- Exercise goal
Please copy the part of the passage on feature operations word for word, starting at the words "This concept of" and stopping after "of the definition.".

- Text segment
Operations: for example, for the feature "dam", an operation could be to raise the dam, which affects the level of water in the reservoir or the flow of water in a stream. The dam may also block navigation beyond that point upstream. These are the kinds of things we are getting at with operations. The operations themselves inherently specify attributes and relationships. So to just say that this is a separate category for classification - that is the way it sits right now in the standard, but I don't think that it's a long-term solution. Hopefully in some future time the classification can be based on operations, which then imply relations as well as attributes. They are the key to usefulness of data in a given application. A very important area - at least the committee thinks so.
This concept of feature operations, which is new, is frequently misunderstood, and I will just mention that it does not have to do with internal database operations like finding the length of an arc or the area of a polygon. It's not intended to be a functional classification in the sense of a purpose - transportation or something like that - but the actual behavior in the real world of a type of feature, what feature type really does. Currently, in most catalogs, that information only appears in the natural language part of the definition.

- Information provided
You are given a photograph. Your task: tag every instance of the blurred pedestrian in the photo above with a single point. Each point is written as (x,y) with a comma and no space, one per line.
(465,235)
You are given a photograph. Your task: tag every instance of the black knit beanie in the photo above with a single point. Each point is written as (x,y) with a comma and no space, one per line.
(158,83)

- Solution for this problem
This concept of feature operations, which is new, is frequently misunderstood, and I will just mention that it does not have to do with internal database operations like finding the length of an arc or the area of a polygon. It's not intended to be a functional classification in the sense of a purpose - transportation or something like that - but the actual behavior in the real world of a type of feature, what feature type really does. Currently, in most catalogs, that information only appears in the natural language part of the definition.